:: Directions for this task ::
Reproduce the clickthrough rate glossary page below word for word, including its header line.

:: Page ::
::::::
Research and Decision Science/Data glossary/Clickthrough Rate
This document was created as part of Signals and Data Services Objective 2 Key Result (KR) 2 from the Wikimedia Foundation's 2024-2025 Annual Plan. The KR focused on developing a set of product and experimentation-focused essential metrics. This document defines three (3) ways to measure clickthrough rate (CTR), each with its own scenario/use-case where it is better suited than others for measuring click-based user engagement with a feature or element of the user interface (e.g. link or button): overall CTR, average CTR, and unique CTR. This document also provides example queries (written in Spark SQL and Presto) and specifies some requirements and recommendation regarding the implementation (measurement) of the metrics, such as taking into consideration element visibility. Finally, this document also recommends methodologies for analyzing the CTRs in the context of measuring baselines with confidence intervals and evaluating experiments (A/B tests).
::::::
:: Supplied material ::
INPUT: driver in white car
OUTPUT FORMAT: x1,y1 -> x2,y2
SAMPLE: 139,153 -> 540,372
::::::
:: Finished exercise ::
Research and Decision Science/Data glossary/Clickthrough Rate
This document was created as part of Signals and Data Services Objective 2 Key Result (KR) 2 from the Wikimedia Foundation's 2024-2025 Annual Plan. The KR focused on developing a set of product and experimentation-focused essential metrics. This document defines three (3) ways to measure clickthrough rate (CTR), each with its own scenario/use-case where it is better suited than others for measuring click-based user engagement with a feature or element of the user interface (e.g. link or button): overall CTR, average CTR, and unique CTR. This document also provides example queries (written in Spark SQL and Presto) and specifies some requirements and recommendation regarding the implementation (measurement) of the metrics, such as taking into consideration element visibility. Finally, this document also recommends methodologies for analyzing the CTRs in the context of measuring baselines with confidence intervals and evaluating experiments (A/B tests).